[Dataset rows]
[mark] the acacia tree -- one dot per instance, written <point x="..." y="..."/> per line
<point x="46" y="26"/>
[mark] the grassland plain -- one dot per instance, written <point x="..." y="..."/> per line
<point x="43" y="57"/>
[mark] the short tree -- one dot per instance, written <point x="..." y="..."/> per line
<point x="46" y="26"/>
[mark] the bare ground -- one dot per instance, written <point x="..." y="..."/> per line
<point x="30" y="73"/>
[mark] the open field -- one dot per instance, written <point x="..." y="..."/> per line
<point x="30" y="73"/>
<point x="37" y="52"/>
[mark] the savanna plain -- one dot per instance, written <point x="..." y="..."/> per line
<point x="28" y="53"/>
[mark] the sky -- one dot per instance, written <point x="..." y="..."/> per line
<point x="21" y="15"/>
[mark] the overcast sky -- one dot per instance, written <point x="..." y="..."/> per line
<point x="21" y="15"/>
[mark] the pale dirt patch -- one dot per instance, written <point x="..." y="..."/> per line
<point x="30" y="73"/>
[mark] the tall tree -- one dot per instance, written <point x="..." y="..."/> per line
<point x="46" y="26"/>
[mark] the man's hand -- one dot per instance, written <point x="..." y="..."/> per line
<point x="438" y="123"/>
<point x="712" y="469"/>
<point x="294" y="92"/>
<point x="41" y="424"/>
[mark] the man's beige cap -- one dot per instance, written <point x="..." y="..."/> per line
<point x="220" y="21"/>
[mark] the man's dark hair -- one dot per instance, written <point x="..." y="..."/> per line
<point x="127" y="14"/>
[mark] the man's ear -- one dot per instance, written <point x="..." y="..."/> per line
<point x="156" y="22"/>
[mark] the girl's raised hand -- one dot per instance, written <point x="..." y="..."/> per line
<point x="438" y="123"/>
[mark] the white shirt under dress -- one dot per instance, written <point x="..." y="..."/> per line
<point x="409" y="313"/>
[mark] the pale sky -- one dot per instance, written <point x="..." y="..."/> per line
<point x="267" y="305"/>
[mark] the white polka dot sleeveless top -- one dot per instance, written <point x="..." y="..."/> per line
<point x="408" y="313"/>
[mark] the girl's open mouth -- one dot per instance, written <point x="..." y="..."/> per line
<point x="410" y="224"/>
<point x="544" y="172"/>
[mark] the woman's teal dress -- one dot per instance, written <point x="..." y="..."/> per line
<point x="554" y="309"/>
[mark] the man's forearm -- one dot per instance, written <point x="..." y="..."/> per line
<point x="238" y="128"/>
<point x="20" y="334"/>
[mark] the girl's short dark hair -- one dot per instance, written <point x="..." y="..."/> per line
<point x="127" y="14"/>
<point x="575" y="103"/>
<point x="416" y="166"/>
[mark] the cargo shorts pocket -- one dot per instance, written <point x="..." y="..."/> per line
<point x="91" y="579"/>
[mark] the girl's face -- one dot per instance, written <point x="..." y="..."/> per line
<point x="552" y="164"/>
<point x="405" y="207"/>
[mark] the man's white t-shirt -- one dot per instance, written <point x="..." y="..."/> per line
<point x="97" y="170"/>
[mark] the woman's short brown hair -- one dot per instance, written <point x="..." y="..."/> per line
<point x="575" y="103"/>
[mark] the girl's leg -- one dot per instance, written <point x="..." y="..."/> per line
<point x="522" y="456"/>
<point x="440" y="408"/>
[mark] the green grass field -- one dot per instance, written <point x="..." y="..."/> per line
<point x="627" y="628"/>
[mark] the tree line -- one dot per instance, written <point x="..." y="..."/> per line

TASK REQUIREMENTS: Output all of the items above as a numbered list, one line per entry, and omit any blank lines.

RESULT OF THIS TASK:
1. [mark] the acacia tree -- one dot per instance, written <point x="..." y="..."/> per line
2. <point x="46" y="26"/>
3. [mark] the grassland plain -- one dot per instance, written <point x="..." y="..."/> per line
4. <point x="43" y="57"/>
5. [mark] the short tree -- one dot per instance, written <point x="..." y="..."/> per line
6. <point x="46" y="26"/>
7. [mark] the bare ground -- one dot per instance, written <point x="..." y="..."/> per line
8. <point x="30" y="73"/>
9. [mark] the open field -- one dot per instance, written <point x="..." y="..."/> per line
10. <point x="30" y="73"/>
11. <point x="37" y="52"/>
12. [mark] the savanna plain -- one dot per instance, written <point x="..." y="..."/> per line
13. <point x="28" y="53"/>
14. [mark] the sky -- one dot per instance, written <point x="..." y="..."/> per line
15. <point x="21" y="15"/>
16. [mark] the overcast sky -- one dot per instance, written <point x="..." y="..."/> per line
17. <point x="21" y="15"/>
18. [mark] the pale dirt patch -- one dot per instance, written <point x="..." y="..."/> per line
19. <point x="30" y="73"/>
20. [mark] the tall tree -- one dot per instance, written <point x="..." y="..."/> per line
21. <point x="46" y="26"/>
22. [mark] the man's hand -- one dot per instance, written <point x="..." y="..."/> per line
23. <point x="438" y="123"/>
24. <point x="712" y="469"/>
25. <point x="294" y="92"/>
26. <point x="41" y="424"/>
27. [mark] the man's beige cap -- one dot per instance, written <point x="..." y="..."/> per line
28. <point x="220" y="21"/>
29. [mark] the man's dark hair -- one dot per instance, written <point x="..." y="..."/> per line
30. <point x="127" y="14"/>
31. [mark] the man's ear -- one dot per instance, written <point x="..." y="..."/> per line
32. <point x="156" y="22"/>
33. [mark] the girl's raised hand -- one dot per instance, written <point x="..." y="..."/> per line
34. <point x="438" y="123"/>
35. [mark] the white shirt under dress -- one dot per instance, written <point x="..." y="..."/> per line
36. <point x="409" y="313"/>
37. [mark] the pale sky -- one dot per instance, written <point x="..." y="..."/> per line
38. <point x="267" y="305"/>
39. [mark] the white polka dot sleeveless top -- one dot per instance, written <point x="..." y="..."/> per line
40. <point x="408" y="313"/>
41. [mark] the girl's open mouth -- one dot per instance, written <point x="..." y="..."/> per line
42. <point x="410" y="224"/>
43. <point x="544" y="172"/>
44. [mark] the woman's teal dress -- one dot per instance, written <point x="..." y="..."/> per line
45. <point x="554" y="309"/>
46. [mark] the man's forearm -- one dot per instance, written <point x="..." y="..."/> per line
47. <point x="238" y="128"/>
48. <point x="20" y="334"/>
49. [mark] the girl's short dark hair -- one dot per instance, written <point x="..." y="..."/> per line
50. <point x="127" y="14"/>
51. <point x="575" y="103"/>
52. <point x="416" y="166"/>
53. [mark] the cargo shorts pocket -- one dot per instance, written <point x="..." y="..."/> per line
54. <point x="91" y="579"/>
55. [mark] the girl's face -- one dot per instance, written <point x="..." y="..."/> per line
56. <point x="552" y="164"/>
57. <point x="405" y="207"/>
58. [mark] the man's white t-shirt -- one dot per instance, written <point x="..." y="..."/> per line
59. <point x="97" y="170"/>
60. [mark] the woman's short brown hair -- one dot per instance, written <point x="..." y="..."/> per line
61. <point x="575" y="103"/>
62. [mark] the girl's leg -- one dot per instance, written <point x="..." y="..."/> per line
63. <point x="522" y="456"/>
64. <point x="440" y="408"/>
65. [mark] the green grass field -- one dot per instance, written <point x="..." y="..."/> per line
66. <point x="627" y="628"/>
67. [mark] the tree line -- one dot per instance, written <point x="..." y="..."/> per line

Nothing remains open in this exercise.